(Provided data)

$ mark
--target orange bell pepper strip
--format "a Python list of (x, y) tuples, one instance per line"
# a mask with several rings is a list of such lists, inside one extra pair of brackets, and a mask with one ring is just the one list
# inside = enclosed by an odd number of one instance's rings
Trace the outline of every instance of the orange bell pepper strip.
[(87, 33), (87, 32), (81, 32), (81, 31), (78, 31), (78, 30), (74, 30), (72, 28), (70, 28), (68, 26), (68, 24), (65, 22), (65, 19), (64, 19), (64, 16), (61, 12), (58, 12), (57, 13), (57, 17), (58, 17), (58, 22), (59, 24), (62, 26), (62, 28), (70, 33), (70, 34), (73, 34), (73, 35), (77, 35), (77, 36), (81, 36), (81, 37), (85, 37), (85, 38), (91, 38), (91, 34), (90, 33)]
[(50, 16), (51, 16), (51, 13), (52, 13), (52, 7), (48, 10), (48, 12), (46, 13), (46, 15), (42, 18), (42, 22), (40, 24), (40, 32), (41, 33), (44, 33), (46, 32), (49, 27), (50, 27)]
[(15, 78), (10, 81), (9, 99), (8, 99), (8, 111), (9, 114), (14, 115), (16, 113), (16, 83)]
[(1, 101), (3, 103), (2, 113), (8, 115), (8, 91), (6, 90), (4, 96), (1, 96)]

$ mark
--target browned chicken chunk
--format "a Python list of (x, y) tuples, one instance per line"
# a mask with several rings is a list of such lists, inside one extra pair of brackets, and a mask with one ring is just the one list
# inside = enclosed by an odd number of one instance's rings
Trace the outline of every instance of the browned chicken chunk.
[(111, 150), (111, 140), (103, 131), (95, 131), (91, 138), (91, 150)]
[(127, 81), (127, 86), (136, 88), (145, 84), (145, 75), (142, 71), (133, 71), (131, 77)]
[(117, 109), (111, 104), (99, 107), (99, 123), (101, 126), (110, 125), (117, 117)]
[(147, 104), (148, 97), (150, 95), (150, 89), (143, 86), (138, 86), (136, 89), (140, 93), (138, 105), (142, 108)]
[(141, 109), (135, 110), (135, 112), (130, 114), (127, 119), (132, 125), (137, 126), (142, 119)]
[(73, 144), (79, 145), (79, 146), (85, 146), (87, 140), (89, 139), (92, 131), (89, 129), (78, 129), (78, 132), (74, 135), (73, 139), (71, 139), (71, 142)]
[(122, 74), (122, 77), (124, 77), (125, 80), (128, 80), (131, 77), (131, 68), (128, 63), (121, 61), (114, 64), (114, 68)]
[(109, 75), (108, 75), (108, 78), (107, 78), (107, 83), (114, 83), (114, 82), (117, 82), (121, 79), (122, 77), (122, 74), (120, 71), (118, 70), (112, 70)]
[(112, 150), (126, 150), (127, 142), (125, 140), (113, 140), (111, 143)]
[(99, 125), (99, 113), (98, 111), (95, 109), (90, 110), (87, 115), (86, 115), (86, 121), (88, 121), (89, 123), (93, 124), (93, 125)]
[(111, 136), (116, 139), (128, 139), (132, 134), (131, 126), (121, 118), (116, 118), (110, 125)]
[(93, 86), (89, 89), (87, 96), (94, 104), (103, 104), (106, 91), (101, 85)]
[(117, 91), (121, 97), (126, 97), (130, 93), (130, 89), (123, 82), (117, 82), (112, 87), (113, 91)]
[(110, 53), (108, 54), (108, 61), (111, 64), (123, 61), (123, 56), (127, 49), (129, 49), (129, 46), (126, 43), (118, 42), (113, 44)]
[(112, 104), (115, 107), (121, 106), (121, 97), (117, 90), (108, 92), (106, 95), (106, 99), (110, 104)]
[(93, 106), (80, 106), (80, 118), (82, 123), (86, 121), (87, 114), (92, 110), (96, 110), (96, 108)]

(End Provided data)

#### Exercise requirements:
Write out each record exactly, without addition or omission.

#### Your response:
$ mark
--target orange bell pepper strip
--format "a Python list of (x, y) tuples, one instance per line"
# a mask with several rings is a list of such lists, inside one extra pair of brackets, and a mask with one ring is just the one list
# inside = enclosed by an odd number of one instance's rings
Trace the outline of every instance of the orange bell pepper strip.
[(87, 33), (87, 32), (81, 32), (81, 31), (78, 31), (78, 30), (74, 30), (72, 28), (70, 28), (68, 26), (68, 24), (65, 22), (65, 19), (64, 19), (64, 16), (61, 12), (58, 12), (57, 13), (57, 17), (58, 17), (58, 22), (59, 24), (62, 26), (62, 28), (70, 33), (70, 34), (73, 34), (73, 35), (77, 35), (77, 36), (81, 36), (81, 37), (85, 37), (85, 38), (91, 38), (91, 34), (90, 33)]
[(50, 16), (51, 16), (51, 13), (52, 13), (52, 7), (48, 10), (48, 12), (46, 13), (46, 15), (42, 18), (42, 22), (40, 24), (40, 32), (41, 33), (44, 33), (46, 32), (49, 27), (50, 27)]
[(15, 78), (10, 81), (9, 99), (8, 99), (8, 111), (9, 114), (14, 115), (16, 113), (16, 83)]
[(1, 101), (3, 103), (2, 113), (8, 115), (8, 91), (6, 90), (4, 96), (1, 96)]

$ mark
--target browned chicken chunk
--format "a Python list of (x, y) tuples, one instance per line"
# a mask with several rings is a list of such lists, inside one extra pair of brackets, and a mask with one ring is just the one list
# inside = enclosed by an odd number of one instance's rings
Trace the outline of every instance of the browned chicken chunk.
[(111, 150), (111, 140), (103, 131), (95, 131), (91, 138), (91, 150)]
[(127, 81), (127, 86), (136, 88), (145, 84), (145, 75), (142, 71), (133, 71), (131, 77)]
[(117, 109), (111, 104), (99, 107), (99, 123), (101, 126), (110, 125), (117, 117)]
[(147, 104), (148, 97), (150, 95), (150, 89), (143, 86), (138, 86), (136, 89), (140, 93), (138, 105), (142, 108)]
[(141, 109), (135, 110), (135, 112), (130, 114), (127, 119), (132, 125), (137, 126), (142, 119)]
[(73, 144), (79, 145), (79, 146), (85, 146), (87, 140), (89, 139), (92, 131), (89, 129), (78, 129), (78, 132), (74, 135), (73, 139), (71, 139), (71, 142)]
[(122, 74), (122, 77), (124, 77), (125, 80), (128, 80), (131, 77), (131, 68), (128, 63), (121, 61), (114, 64), (114, 68)]
[(109, 75), (108, 75), (108, 78), (107, 78), (107, 83), (114, 83), (114, 82), (117, 82), (121, 79), (122, 77), (122, 74), (120, 71), (118, 70), (112, 70)]
[(112, 150), (126, 150), (127, 142), (125, 140), (113, 140), (111, 143)]
[(99, 125), (99, 113), (98, 111), (95, 109), (90, 110), (87, 115), (86, 115), (86, 121), (88, 121), (89, 123), (93, 124), (93, 125)]
[(111, 136), (116, 139), (128, 139), (132, 134), (131, 126), (121, 118), (116, 118), (110, 125)]
[(93, 86), (89, 89), (87, 96), (94, 104), (103, 104), (106, 91), (101, 85)]
[(117, 91), (121, 97), (126, 97), (130, 93), (130, 89), (123, 82), (117, 82), (112, 87), (113, 91)]
[(110, 53), (108, 54), (108, 61), (111, 64), (123, 61), (123, 56), (127, 49), (129, 49), (129, 46), (126, 43), (118, 42), (113, 44)]
[(112, 104), (115, 107), (121, 106), (121, 97), (117, 90), (108, 92), (106, 95), (106, 99), (110, 104)]
[(93, 106), (80, 106), (80, 118), (82, 123), (86, 121), (87, 114), (92, 110), (96, 110), (96, 108)]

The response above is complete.